== Texto apresentado ==

Sexta-feira, 27 de dezembro de 2024
Por Redação Rádio Pampa | 7 de novembro de 2024
O jejum intermitente, prática que envolve permanecer longos períodos por dia sem se alimentar, tem sido alvo de diversos estudos. Muitos trabalhos, em animais, apontam benefícios, como maior longevidade e proteção contra doenças. Mas um novo, publicado na revista científica Nature, sugere a possibilidade de um risco aumentado para tumores no intestino em determinados casos.
O estudo foi conduzido por pesquisadores do Instituto de Tecnologia de Massachusetts (MIT), nos Estados Unidos. Entre eles, o brasileiro Renan Oliveira Corrêa. O trabalho analisou as alterações das células intestinais de camundongos em dois momentos: durante o jejum e na realimentação posterior. Eles observaram que, nesse segundo momento, há uma proliferação intensa de células-tronco intestinais.
Isso, em si, é positivo, e pode até estar por trás dos benefícios associados à dieta por promover uma regeneração. No entanto, os cientistas perceberam que essa disseminação acelerada das células-tronco também aumentou o risco de formação de tumores no local quando em contato com uma mutação. Para os responsáveis pela investigação, os resultados não devem ser lidos como um alerta geral, mas sim como uma cautela para indivíduos com maior predisposição à doença.

===
== Material fornecido ==

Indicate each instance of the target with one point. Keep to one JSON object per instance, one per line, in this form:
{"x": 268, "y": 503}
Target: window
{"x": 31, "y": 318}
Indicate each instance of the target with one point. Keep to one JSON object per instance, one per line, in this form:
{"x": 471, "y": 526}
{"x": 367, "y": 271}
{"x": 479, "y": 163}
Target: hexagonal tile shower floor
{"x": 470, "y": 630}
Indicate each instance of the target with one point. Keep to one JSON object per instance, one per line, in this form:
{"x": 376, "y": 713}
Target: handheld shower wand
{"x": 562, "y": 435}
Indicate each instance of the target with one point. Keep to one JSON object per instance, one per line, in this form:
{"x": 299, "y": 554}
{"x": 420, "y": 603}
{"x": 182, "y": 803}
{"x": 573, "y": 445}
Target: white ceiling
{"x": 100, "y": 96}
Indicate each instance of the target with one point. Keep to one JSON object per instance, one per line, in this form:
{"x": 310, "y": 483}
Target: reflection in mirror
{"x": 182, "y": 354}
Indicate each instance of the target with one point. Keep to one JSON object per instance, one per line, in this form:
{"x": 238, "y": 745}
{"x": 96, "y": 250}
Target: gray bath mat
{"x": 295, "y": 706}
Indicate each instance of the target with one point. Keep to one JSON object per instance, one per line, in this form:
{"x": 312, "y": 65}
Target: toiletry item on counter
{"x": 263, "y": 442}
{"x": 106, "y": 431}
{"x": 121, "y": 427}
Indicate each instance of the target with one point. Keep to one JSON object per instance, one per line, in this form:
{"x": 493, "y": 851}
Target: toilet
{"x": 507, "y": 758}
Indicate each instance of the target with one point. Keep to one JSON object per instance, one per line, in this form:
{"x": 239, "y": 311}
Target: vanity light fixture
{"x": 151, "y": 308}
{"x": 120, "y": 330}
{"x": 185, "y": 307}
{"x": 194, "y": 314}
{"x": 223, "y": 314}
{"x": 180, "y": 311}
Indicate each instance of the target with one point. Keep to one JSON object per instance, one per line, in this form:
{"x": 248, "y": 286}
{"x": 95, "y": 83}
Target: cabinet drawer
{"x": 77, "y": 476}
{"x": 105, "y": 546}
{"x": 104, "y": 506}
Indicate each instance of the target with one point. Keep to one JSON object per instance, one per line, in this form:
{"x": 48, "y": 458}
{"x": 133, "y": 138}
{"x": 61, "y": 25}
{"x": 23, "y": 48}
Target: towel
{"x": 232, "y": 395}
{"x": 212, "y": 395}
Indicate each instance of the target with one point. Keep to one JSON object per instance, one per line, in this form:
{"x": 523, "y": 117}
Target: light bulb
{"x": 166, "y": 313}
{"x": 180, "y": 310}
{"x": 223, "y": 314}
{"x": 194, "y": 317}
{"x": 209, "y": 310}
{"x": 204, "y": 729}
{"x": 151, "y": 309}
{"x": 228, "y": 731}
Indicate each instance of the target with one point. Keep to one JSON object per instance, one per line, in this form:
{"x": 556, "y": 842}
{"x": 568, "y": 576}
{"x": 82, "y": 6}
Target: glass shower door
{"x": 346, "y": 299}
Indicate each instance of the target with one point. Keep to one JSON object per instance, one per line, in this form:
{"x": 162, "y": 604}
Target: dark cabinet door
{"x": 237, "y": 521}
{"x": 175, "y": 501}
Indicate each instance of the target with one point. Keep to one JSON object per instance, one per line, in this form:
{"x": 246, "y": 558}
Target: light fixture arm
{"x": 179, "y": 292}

===

● Tarefa proposta
Responda às perguntas abaixo com base no texto sobre jejum intermitente.
(a) Em qual revista científica o novo estudo foi publicado?
(b) Em quais dois momentos foram analisadas as alterações das células intestinais dos camundongos?
(c) Segundo os responsáveis pela investigação, para quem os resultados devem ser lidos como uma cautela?

● Solução da tarefa
(a) Na revista Nature.
(b) Durante o jejum e na realimentação posterior.
(c) Para indivíduos com maior predisposição à doença.